» **Alıntı Metin**
:::::

Belirteyim ki burada söylenen sınıfların bittiği değildir. Solun işçi sınıfına dayalı siyaset döneminin kapandığı veya marjinalleştiğidir. Diğer bir deyişle, klasik işçi sınıfı esaslı sol tezinin aslında başarısız olduğu, hiçbir zaman realize olamadığı, hep öncü/kadrocu bir hareketin söyleminde kaldığı ifade ediliyor.
Batı'da işçi sınıfları, öncü grupların kitlesi olmaktan ve nihayetinde seçmeni olmaktan öteye gidemedi, iktidar öznesi olamadı. Sonrasında da sınıfların karakteri çok değişti, temel çelişkinin ve çelişkilerin bağlamı kökten yenilendi yoksa kapitalizmin ekonomik yapısı, elbette nesnel dinamikleri gereği sınıf ilişkileri üretir. Bu durum adeta bir zorunluluktur. Fark, artık ütopik kabul edilen sınıf esaslı solculuğun yerini daha gerçekçi olan toplumsal sol siyasetin almasıdır yani sınıf esaslı solun bittiği tespiti ya da iddiası, sol siyasete olan ihtiyacın bittiği anlamına gelmez.
“YURTSEVER SOL” TANIMI
Bu noktada, sınıf esaslı solculuktan toplum esaslı solculuğa geçildiği söylenebilir. Sol siyasetin sosyolojik kapsamının genişlediği tespiti tam da buna yöneliktir. Bu bağlamda günümüzde sol siyaseti belirleyen üç ana mecra ve temel bir kimlik olduğu söylenebilir:
- Birincisi, devlet ve halk/vatandaş ilişkileri mecrası.

:::::

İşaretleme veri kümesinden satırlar

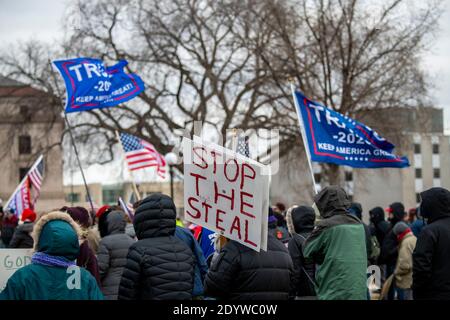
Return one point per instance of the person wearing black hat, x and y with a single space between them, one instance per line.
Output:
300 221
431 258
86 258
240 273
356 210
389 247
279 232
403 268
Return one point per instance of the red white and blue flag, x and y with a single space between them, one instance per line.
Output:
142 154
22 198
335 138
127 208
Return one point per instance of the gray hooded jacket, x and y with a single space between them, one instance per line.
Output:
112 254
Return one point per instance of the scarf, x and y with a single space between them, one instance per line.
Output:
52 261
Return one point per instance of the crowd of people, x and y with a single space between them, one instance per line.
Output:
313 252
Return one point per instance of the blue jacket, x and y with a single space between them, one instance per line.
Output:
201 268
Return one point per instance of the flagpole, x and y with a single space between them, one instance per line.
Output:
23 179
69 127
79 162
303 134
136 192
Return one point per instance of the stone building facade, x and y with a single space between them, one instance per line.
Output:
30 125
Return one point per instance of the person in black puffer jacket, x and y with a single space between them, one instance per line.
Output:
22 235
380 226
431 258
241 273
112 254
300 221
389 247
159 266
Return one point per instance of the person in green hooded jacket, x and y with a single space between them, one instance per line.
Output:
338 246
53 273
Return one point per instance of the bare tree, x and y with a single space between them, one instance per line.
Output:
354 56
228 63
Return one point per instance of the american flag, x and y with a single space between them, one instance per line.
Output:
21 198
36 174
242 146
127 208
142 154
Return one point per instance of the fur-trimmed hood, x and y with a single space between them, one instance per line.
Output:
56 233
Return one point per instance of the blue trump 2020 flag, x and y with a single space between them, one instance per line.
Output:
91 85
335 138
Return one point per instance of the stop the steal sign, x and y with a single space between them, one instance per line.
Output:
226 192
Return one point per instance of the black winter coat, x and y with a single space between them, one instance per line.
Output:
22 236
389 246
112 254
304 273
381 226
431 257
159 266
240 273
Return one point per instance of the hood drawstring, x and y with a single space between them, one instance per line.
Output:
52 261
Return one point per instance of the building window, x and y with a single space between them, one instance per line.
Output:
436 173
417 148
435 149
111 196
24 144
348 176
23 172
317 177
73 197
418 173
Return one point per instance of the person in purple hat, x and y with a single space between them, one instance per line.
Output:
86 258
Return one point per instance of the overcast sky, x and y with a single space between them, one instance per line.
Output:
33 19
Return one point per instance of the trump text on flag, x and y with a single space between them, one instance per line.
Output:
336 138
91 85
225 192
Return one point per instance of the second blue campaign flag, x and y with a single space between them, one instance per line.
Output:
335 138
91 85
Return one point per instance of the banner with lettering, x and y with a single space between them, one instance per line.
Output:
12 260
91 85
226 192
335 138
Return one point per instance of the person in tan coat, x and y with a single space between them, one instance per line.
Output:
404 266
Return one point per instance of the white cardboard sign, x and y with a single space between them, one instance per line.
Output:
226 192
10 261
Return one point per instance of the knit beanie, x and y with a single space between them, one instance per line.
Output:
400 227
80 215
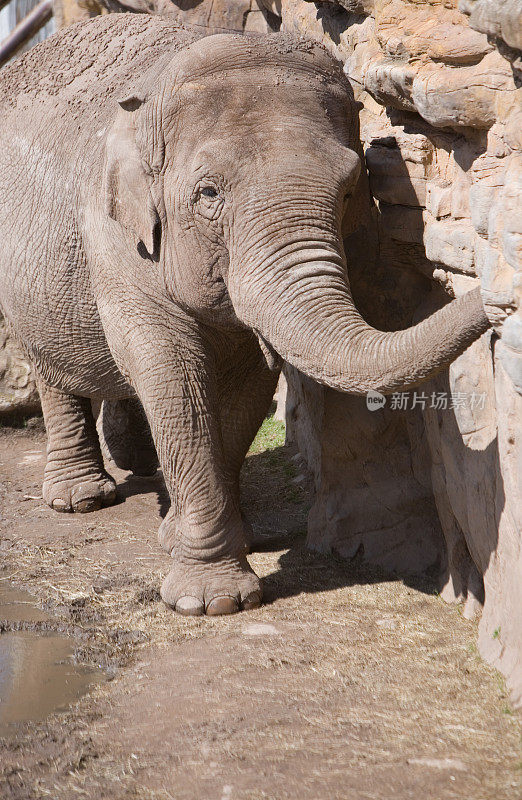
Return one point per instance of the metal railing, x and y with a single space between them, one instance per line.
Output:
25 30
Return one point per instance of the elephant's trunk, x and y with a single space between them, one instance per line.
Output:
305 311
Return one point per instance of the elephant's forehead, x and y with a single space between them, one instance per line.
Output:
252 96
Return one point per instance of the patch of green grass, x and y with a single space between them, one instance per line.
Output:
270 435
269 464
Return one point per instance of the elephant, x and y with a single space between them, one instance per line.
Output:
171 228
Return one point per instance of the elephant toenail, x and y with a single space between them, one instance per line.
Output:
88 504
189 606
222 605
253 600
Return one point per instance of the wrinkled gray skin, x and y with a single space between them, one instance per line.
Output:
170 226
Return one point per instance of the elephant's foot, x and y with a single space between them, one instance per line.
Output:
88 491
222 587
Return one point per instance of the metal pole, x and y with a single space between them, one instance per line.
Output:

:::::

» **Görev**
Sol siyasetin sınıftan topluma kayışını anlatan metni, son cümlesinin ardından sürdürün.

» **Yanıt**
- İkincisi, devletle sermayenin ilişkisinde devletin rolü mecrası.
- Üçüncüsü ise sosyal politikalar mecrası.
Temel kimlik açısından ise enternasyonel değil yurtsever sol.
- Halk/vatandaş-devlet ilişkisi
Günümüzün sol siyaseti, devletin siyasal sistem olarak işleyişinde halkın iradesini merkeze alan yaklaşımlara sahip olmak anlamına gelir. Halkın iradesini siyasal sistemin merkezine almak demek, güçlü ve derin bir demokrasi anlayışıyla hareket etmeyi gerektirir. Günümüzde vatandaş inisiyatifine dayanan gelişmiş bir demokrasi, ana perspektiftir. Bunun asli savunuculuk görevi, sol siyasete ait olmalıdır.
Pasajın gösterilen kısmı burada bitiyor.